Text block:

____

One man's service in restoring eyesight to millions has grown into a big institution and may become a movement in South India. The wonders of modern medicine are inconceivable. Back in the 1930's, losing one's sight was considered to be one's karma and was silently suffered. People would be ashamed of speaking out their diseases, as it revealed their own heinous crimes in past lives! It is no longer so.

There was a poor weaver whose eyesight was failing. He would not let it be known. When both eyes lost their sight and he needed help to move, it could no longer be hidden from the other members of his family. In the local temple, there was a Mutt. Its head was a Tamil scholar of wide renown. Spiritual power was attributed to him. This weaver often attended his lecturers.

____

Records supplied:
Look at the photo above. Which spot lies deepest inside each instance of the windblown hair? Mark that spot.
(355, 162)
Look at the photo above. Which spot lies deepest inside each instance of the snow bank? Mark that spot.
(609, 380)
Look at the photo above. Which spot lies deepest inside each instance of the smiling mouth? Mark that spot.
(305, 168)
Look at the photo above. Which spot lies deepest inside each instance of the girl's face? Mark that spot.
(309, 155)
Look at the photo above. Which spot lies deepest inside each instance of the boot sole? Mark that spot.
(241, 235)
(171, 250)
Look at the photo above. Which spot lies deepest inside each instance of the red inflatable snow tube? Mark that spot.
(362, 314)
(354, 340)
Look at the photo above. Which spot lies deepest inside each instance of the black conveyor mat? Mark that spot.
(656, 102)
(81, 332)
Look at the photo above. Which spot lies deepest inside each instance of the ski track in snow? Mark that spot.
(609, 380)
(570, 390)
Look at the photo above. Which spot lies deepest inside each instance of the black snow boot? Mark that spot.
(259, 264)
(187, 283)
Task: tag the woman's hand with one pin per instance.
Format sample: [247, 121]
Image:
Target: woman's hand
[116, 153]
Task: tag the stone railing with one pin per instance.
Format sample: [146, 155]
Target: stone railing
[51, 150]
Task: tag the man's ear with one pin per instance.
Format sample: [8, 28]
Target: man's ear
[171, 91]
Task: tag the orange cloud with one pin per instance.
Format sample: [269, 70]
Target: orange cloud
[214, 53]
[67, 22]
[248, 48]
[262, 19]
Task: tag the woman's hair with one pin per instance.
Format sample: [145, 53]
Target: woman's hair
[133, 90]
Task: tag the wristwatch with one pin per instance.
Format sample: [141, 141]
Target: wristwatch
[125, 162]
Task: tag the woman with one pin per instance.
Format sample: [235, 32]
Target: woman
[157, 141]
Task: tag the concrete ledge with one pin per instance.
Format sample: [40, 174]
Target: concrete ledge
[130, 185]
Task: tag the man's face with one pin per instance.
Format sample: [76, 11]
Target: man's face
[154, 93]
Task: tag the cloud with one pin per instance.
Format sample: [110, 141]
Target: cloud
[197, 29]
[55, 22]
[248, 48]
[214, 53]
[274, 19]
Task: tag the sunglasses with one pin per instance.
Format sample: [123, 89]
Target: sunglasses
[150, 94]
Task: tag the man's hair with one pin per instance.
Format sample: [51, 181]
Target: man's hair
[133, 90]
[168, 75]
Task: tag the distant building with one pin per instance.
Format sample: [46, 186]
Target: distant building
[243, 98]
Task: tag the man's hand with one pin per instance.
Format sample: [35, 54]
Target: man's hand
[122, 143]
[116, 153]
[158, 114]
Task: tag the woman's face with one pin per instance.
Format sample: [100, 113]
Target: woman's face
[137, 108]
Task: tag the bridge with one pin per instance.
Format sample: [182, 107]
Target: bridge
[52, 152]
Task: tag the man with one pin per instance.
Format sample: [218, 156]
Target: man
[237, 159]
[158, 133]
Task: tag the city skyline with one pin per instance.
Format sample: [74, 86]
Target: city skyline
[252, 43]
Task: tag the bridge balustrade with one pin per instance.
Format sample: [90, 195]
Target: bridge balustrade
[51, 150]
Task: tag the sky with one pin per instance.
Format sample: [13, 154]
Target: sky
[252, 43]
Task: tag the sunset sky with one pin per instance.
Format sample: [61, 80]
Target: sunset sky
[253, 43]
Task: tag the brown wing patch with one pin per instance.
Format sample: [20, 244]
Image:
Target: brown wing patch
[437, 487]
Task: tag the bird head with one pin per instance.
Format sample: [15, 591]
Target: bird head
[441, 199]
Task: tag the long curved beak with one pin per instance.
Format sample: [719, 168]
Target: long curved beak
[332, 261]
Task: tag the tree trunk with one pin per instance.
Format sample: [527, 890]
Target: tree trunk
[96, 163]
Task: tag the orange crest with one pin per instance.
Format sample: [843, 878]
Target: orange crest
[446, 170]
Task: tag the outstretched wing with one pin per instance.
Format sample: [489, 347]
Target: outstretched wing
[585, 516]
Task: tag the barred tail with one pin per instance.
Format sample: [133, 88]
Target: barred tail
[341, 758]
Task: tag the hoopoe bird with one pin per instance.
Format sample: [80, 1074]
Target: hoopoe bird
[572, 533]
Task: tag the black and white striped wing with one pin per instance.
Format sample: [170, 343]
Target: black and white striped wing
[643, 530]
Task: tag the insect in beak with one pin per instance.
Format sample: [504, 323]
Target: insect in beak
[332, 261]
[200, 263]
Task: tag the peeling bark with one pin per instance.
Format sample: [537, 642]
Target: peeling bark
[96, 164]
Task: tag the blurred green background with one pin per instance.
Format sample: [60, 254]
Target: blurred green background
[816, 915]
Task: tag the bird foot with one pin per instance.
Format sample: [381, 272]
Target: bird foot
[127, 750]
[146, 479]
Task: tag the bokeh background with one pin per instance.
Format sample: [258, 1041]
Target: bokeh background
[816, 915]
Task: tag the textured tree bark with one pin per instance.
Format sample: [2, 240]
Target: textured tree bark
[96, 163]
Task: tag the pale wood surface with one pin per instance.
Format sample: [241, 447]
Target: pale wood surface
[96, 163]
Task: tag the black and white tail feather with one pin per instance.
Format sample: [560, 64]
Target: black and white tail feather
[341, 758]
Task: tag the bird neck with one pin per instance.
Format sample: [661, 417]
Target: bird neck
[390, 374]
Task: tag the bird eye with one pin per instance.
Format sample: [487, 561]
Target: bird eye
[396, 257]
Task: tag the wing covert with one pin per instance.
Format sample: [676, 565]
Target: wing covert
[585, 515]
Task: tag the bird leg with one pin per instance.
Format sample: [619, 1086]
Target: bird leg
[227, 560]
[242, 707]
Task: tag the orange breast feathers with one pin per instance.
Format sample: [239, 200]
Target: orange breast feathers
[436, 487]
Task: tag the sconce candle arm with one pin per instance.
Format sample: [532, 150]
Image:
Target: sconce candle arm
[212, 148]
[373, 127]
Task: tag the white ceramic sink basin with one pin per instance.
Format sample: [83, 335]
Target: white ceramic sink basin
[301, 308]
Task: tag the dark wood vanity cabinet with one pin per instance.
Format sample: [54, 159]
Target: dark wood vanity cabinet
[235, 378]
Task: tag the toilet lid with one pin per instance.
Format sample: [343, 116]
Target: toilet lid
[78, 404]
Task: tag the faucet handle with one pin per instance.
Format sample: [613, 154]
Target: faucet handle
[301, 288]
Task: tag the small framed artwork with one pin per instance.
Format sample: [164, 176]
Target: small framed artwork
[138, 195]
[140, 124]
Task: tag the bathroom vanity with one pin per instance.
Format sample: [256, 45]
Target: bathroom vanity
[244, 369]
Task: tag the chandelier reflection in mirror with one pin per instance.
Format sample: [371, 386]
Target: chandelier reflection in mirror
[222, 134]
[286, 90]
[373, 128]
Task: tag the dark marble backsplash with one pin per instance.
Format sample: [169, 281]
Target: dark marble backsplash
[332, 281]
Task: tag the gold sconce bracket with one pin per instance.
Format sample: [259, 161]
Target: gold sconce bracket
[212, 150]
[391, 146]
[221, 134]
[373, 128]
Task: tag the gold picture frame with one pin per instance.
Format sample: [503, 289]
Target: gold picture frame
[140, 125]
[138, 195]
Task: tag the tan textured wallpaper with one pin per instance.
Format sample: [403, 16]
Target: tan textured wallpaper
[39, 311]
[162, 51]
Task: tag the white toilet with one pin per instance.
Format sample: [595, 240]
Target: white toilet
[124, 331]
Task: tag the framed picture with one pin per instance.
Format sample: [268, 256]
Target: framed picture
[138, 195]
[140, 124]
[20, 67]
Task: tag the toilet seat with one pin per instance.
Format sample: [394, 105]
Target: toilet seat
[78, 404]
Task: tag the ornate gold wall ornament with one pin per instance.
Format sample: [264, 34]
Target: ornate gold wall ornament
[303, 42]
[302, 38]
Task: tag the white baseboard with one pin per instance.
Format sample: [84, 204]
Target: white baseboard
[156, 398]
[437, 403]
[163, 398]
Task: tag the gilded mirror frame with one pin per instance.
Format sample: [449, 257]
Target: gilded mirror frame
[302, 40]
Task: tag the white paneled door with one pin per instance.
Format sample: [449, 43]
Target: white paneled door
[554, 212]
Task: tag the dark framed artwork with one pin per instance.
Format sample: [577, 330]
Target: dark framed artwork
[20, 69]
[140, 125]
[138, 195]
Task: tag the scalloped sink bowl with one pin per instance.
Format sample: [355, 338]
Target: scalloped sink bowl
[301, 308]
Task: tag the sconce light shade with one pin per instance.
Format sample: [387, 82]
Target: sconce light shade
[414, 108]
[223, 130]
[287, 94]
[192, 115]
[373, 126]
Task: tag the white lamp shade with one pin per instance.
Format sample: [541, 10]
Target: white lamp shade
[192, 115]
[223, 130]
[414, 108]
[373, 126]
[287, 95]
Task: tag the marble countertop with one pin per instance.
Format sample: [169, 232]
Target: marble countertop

____

What to work on:
a) Return everything from "One man's service" down to "attended his lecturers." in the passage about restoring eyesight, copied word for word.
b) Take the passage about restoring eyesight further, beginning right after its last sentence.

Task results:
a)
One man's service in restoring eyesight to millions has grown into a big institution and may become a movement in South India. The wonders of modern medicine are inconceivable. Back in the 1930's, losing one's sight was considered to be one's karma and was silently suffered. People would be ashamed of speaking out their diseases, as it revealed their own heinous crimes in past lives! It is no longer so.

There was a poor weaver whose eyesight was failing. He would not let it be known. When both eyes lost their sight and he needed help to move, it could no longer be hidden from the other members of his family. In the local temple, there was a Mutt. Its head was a Tamil scholar of wide renown. Spiritual power was attributed to him. This weaver often attended his lecturers.

b)
He mustered courage to speak to the head of the Mutt about his growing blindness. Without answering the weaver, he asked him to come back on a fixed day. The weaver returned on the appointed day. The saint handed over to him a paper of 30 verses on Shiva and asked him to go round the Pataleeswar temple every day reciting one verse a day. The poor weaver had faith in the man and did so as ordered.

Those were days when people had greater faith in such remedies than in the doctor. He went round the temple holding his son's hands as many times as was prescribed.

He fully regained the sight in both eyes.

No one would believe such an advice today when a medical remedy is available. Medical remedy has its limits. Though faith has unlimited powers, man's faith is variously limited in various periods.